• [Instructions to follow]
Recast every one of the rows below as a Markdown table with two columns, Row and Line, giving each line its row number and leaving out any blank lines.

-- BEGIN Dataset entries --

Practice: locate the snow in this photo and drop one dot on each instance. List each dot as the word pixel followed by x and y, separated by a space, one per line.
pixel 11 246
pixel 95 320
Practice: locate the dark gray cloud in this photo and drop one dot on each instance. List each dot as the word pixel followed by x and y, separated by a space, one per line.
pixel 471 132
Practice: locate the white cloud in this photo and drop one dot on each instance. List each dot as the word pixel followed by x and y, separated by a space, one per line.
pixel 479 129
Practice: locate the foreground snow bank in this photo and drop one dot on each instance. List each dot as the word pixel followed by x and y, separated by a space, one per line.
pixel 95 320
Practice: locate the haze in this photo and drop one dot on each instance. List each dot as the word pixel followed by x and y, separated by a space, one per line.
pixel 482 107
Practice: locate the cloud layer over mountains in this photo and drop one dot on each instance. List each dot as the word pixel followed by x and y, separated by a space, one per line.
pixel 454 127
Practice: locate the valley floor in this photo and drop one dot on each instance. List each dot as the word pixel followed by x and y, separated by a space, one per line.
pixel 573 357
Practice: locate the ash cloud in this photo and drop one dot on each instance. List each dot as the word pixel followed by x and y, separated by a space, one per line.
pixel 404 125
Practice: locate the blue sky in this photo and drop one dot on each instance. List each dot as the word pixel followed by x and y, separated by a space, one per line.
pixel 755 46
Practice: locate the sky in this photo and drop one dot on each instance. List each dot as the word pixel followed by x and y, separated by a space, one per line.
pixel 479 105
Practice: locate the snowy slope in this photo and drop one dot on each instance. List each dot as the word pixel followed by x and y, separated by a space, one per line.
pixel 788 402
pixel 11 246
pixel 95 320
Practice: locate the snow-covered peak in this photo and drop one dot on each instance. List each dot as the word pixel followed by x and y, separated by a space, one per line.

-- END Dataset entries --

• [Task answer]
| Row | Line |
|---|---|
| 1 | Practice: locate the snow in this photo and drop one dot on each instance. List each dot as the word pixel followed by x and y, separated by a space, one per line. |
| 2 | pixel 11 246 |
| 3 | pixel 95 320 |
| 4 | Practice: locate the dark gray cloud in this photo and drop one dot on each instance. List each dot as the word pixel followed by x and y, separated by a space, one per line. |
| 5 | pixel 471 132 |
| 6 | Practice: locate the white cloud in this photo and drop one dot on each instance. List each dot as the word pixel followed by x and y, separated by a space, one per line. |
| 7 | pixel 479 129 |
| 8 | Practice: locate the foreground snow bank in this photo and drop one dot on each instance. List each dot as the word pixel followed by x and y, separated by a space, one per line. |
| 9 | pixel 95 320 |
| 10 | Practice: locate the haze in this photo and drop one dot on each instance. List each dot as the word pixel followed by x and y, separated by a space, one per line. |
| 11 | pixel 482 107 |
| 12 | Practice: locate the cloud layer over mountains in this photo and drop one dot on each instance. List each dot as the word pixel followed by x and y, separated by a space, one per line. |
| 13 | pixel 454 127 |
| 14 | Practice: locate the valley floor in this photo and drop one dot on each instance. List each dot as the word pixel followed by x and y, separated by a space, one per line. |
| 15 | pixel 573 357 |
| 16 | Practice: locate the ash cloud in this photo and drop one dot on each instance. List each dot as the word pixel followed by x and y, separated by a space, one per line. |
| 17 | pixel 404 125 |
| 18 | Practice: locate the blue sky in this photo and drop one dot on each instance. List each dot as the word pixel followed by x and y, separated by a space, one per line. |
| 19 | pixel 755 46 |
| 20 | Practice: locate the sky in this photo and drop one dot on each instance. List each dot as the word pixel followed by x and y, separated by a space, one per line. |
| 21 | pixel 479 105 |
| 22 | Practice: locate the snowy slope in this photo and drop one dot on each instance. List each dot as the word pixel followed by x and y, separated by a space, one per line. |
| 23 | pixel 788 402 |
| 24 | pixel 11 246 |
| 25 | pixel 95 320 |
| 26 | Practice: locate the snow-covered peak in this photo and drop one dot on each instance. List each dot as the word pixel followed by x and y, separated by a space, one per line. |